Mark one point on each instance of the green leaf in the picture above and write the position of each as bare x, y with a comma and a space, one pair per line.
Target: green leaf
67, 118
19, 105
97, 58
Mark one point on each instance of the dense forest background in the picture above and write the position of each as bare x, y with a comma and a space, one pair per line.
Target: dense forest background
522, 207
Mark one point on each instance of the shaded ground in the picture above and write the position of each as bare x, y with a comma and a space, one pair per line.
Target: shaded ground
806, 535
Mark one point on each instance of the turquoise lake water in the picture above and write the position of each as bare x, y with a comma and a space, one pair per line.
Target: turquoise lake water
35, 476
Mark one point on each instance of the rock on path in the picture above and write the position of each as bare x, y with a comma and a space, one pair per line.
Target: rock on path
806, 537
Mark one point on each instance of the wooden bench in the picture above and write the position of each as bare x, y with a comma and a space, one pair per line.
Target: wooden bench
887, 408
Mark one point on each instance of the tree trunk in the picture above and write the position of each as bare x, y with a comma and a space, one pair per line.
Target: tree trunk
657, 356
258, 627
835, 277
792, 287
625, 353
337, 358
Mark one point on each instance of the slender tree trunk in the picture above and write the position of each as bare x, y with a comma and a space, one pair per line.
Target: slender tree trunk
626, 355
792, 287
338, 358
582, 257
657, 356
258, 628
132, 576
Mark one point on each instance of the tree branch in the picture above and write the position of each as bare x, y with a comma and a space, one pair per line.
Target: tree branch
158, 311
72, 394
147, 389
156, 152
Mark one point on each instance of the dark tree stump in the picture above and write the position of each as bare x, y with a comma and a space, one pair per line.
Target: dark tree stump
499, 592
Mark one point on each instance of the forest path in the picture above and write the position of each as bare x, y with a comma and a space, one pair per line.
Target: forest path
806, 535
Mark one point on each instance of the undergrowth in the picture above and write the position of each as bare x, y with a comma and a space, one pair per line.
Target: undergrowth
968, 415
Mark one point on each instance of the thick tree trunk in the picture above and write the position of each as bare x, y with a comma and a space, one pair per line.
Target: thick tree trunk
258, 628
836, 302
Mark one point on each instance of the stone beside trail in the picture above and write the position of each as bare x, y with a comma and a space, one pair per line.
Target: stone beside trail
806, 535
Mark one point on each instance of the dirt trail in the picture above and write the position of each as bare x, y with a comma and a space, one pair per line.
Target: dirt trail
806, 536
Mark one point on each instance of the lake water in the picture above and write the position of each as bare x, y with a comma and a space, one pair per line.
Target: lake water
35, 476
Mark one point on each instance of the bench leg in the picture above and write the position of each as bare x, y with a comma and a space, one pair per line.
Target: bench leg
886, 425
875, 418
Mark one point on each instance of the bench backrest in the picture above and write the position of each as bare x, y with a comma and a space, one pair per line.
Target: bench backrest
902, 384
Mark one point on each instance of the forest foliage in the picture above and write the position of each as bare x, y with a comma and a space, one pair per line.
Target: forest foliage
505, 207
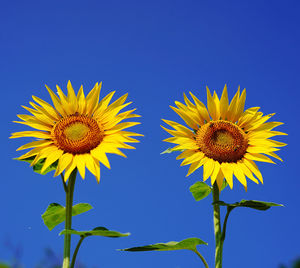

## Exercise objective
Each entry should be transcribed exactly as given, with pictures omitted.

## Answer to the exercise
Mark one point on each instance of the green leaf in the picture above and write the position of each as bare x, y with a comma and a space, one pair per line.
Target: green leaf
67, 118
19, 105
97, 58
Mark one point on each instance of the dense forest background in the picture above and write the position of each as bare x, y with a comma and a space, one pair per line.
Target: dense forest background
522, 207
Mark one point on each instance of the shaded ground in the picture above and write the position of each as bare x, y with a comma and a space, one pair per line.
Target: shaded ground
806, 535
Mark one point on each instance of the turquoise lake water in the picture above and write the position of each as bare x, y with a comma and a space, one pair per line.
Target: turquoise lake water
35, 476
Mark one point on each instance of the rock on path in the picture above and write the position of each as bare x, y with a comma and a space, one pair per line.
Target: rock on path
806, 537
Mark one point on each instance of the wooden bench in the picture above and write the position of each as bare x, y with a comma and a space, one pair per line.
Target: wooden bench
887, 408
Mark one point on each instance of the tree trunk in the picture above and write the position of each as bare x, y with a comma and a space, one pair per line.
Target: tree trunk
657, 356
258, 627
835, 277
792, 287
625, 353
337, 358
Mark one point on each instance of the slender tree trunk in the picture above and write the position of each as bare x, y with a comma and a space, one pair per line.
Target: slender tree trunk
626, 355
792, 287
338, 358
582, 257
657, 356
258, 628
132, 576
Mark one point on each instance of the tree branch in the picture above and write the position of each as bare x, y with a comma and a space, one pair per line.
Target: tree branch
158, 311
72, 394
147, 389
156, 152
Mark one point on each instance of the dark tree stump in the picture above and write the position of each as bare x, y with a comma and a space, one pair per line.
Target: dark tree stump
499, 592
Mark one point on each instance of the forest path in the picture above and write the position of each as bare x, y with a comma and a space, one pair per line.
Target: forest path
806, 535
Mark one point on each instance of the undergrowth in the picture above and write the position of each as bare x, y with a comma and a space, one pair per line.
Target: undergrowth
968, 415
Mark one point on each instance of the thick tree trunk in the picture above and write the position of each as bare x, y with a comma and a space, one pair per line.
Target: thick tree trunk
258, 628
836, 302
Mark one point on each instance of the stone beside trail in the picture above and write the position of each as bare x, y with a comma and a space, one pair per line.
Target: stone beside trail
806, 535
Mark one point on each instance of the dirt trail in the picture above and write the position of each as bare x, y with a comma and a space, one pair per line.
Target: dirt trail
806, 536
Mark one point on each instance of the lake water in the picture above and write the position of each as bare x, y with a comma and a space, one pair per line.
Target: lake water
35, 476
Mark one point on each instance of the bench leg in the picture above and write the position of each as bare x, y with a comma and a space, one pair per line.
Target: bench leg
886, 425
875, 418
Mark one point on each instance of the bench backrest in the picture above and write the position of each as bare x, y with a comma and a space, one pair per line.
Target: bench backrest
902, 384
Mark one point on each instance of the forest foliage in the picture above and write the position of each as bare x, y with a comma and a space, one pair per line.
Target: forest foliage
505, 207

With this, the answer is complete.